From the first entry to the last, repeat them all exactly.
··· DATASET CONTENT
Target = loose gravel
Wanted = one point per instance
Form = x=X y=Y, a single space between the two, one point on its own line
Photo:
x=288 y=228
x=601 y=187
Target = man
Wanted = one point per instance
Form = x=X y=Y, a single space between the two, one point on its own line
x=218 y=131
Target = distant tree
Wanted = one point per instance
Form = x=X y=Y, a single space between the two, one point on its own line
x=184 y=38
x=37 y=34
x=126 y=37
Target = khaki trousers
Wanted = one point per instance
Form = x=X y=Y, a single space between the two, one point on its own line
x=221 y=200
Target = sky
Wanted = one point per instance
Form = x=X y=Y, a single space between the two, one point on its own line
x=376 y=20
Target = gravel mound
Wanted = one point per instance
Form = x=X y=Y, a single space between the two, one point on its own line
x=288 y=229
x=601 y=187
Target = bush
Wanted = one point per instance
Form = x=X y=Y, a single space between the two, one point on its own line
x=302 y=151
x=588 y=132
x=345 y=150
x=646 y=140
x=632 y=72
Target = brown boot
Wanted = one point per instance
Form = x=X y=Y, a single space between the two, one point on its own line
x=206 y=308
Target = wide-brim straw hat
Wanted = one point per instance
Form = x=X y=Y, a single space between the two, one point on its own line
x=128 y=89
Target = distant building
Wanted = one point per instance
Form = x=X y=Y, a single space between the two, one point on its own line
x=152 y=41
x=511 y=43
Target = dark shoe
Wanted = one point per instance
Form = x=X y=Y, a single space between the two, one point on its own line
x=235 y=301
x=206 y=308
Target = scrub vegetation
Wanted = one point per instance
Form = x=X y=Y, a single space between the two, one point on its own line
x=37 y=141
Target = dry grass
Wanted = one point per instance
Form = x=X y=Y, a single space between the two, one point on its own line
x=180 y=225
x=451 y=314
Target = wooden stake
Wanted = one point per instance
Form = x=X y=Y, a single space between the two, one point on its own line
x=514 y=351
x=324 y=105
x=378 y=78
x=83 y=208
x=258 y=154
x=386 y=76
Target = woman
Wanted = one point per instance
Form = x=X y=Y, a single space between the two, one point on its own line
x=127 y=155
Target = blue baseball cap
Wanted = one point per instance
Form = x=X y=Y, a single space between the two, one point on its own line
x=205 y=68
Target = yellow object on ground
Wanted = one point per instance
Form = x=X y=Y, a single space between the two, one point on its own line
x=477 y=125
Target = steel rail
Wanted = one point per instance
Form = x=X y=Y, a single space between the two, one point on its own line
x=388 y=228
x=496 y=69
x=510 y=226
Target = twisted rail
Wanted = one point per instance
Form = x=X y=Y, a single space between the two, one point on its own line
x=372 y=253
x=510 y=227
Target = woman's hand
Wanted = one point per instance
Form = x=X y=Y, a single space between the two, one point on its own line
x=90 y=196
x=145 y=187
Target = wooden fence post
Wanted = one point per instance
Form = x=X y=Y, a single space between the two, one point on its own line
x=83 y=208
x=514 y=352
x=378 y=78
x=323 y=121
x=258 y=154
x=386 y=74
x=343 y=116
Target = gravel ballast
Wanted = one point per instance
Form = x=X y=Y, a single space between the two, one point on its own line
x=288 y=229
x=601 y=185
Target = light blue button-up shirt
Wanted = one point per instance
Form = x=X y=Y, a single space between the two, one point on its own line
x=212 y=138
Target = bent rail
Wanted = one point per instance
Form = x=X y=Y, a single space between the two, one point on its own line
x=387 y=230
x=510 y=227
······
ANSWER BELOW:
Target = loose gravel
Wanted = one point per instance
Form = x=X y=Y, a single space between the two, one point on its own line
Photo:
x=288 y=228
x=601 y=187
Target = man
Wanted = one point per instance
Form = x=X y=Y, a single space between the two, one point on its own line
x=218 y=131
Target = distant tree
Wanted = one point per instance
Form = x=X y=Y, a single space between the two, one point on its own line
x=184 y=38
x=37 y=34
x=126 y=37
Target = khaki trousers
Wanted = one point per instance
Form = x=X y=Y, a single space between the two, one point on its own line
x=221 y=200
Target = sky
Wanted = one point per instance
Form = x=X y=Y, a single space between the two, one point on its own line
x=376 y=20
Target = gravel mound
Wanted = one point per instance
Form = x=X y=Y, a single space between the two, one point on its own line
x=288 y=229
x=601 y=187
Target = bush
Wanted = one point per instance
Form = x=X y=Y, a single space between the two, one point on its own line
x=302 y=151
x=588 y=132
x=345 y=150
x=646 y=140
x=632 y=72
Target = brown boot
Wanted = one point per instance
Form = x=X y=Y, a single space between the two, one point on its own line
x=206 y=308
Target = wide-brim straw hat
Wanted = one point per instance
Form = x=X y=Y, a single space between the two, one point on its own line
x=128 y=89
Target = distant building
Wanted = one point per instance
Form = x=X y=Y, a single space between the two, one point on its own line
x=152 y=41
x=511 y=43
Target = dark shoe
Wanted = one point per instance
Form = x=X y=Y, a single space between the two, one point on its own line
x=235 y=301
x=206 y=308
Target = scrub vegetation
Wanted = one point per instance
Form = x=X y=Y, a single space between the two, one point on its own line
x=37 y=141
Target = dry grass
Wanted = one point per instance
Form = x=X y=Y, a single space between the two, one point on its own line
x=180 y=225
x=451 y=314
Target = wooden stake
Wanted = one point per instance
Form = x=X y=Y, a single space between the two, one point on its own line
x=514 y=351
x=324 y=105
x=378 y=78
x=83 y=208
x=258 y=154
x=386 y=76
Target = woman
Wanted = one point per instance
Form = x=X y=Y, a single space between the two, one point on its own line
x=127 y=155
Target = blue baseball cap
Wanted = one point per instance
Form = x=X y=Y, a single space between the two, one point on its own line
x=205 y=68
Target = yellow object on ground
Wanted = one point per instance
Form = x=X y=Y, a single space between the two, one point on its own line
x=477 y=125
Target = steel rail
Wanted = one point per instance
Form = x=X y=Y, a single space between the two, one point on its own line
x=388 y=228
x=496 y=69
x=510 y=226
Target = twisted rail
Wanted = one point per instance
Form = x=X y=Y, a single space between the two, one point on its own line
x=372 y=253
x=510 y=227
Target = woman's hand
Wanted = one point per instance
Form = x=X y=Y, a single space between the two, one point on its own line
x=90 y=196
x=145 y=187
Target = wooden fence post
Wanted = one point per instance
Form = x=X y=Y, a single space between the two, one point on its own line
x=83 y=208
x=514 y=352
x=378 y=78
x=323 y=121
x=258 y=154
x=386 y=74
x=343 y=116
Target = gravel ballast
Wanted = one point per instance
Form = x=X y=Y, a single space between the two, one point on its own line
x=288 y=229
x=601 y=185
Target = light blue button-up shirt
Wanted = one point per instance
Form = x=X y=Y, a single space between the two, one point on its own line
x=212 y=138
Target = bent rail
Wanted = one point per instance
Form = x=X y=Y, a single space between the two, one point on its own line
x=387 y=230
x=510 y=227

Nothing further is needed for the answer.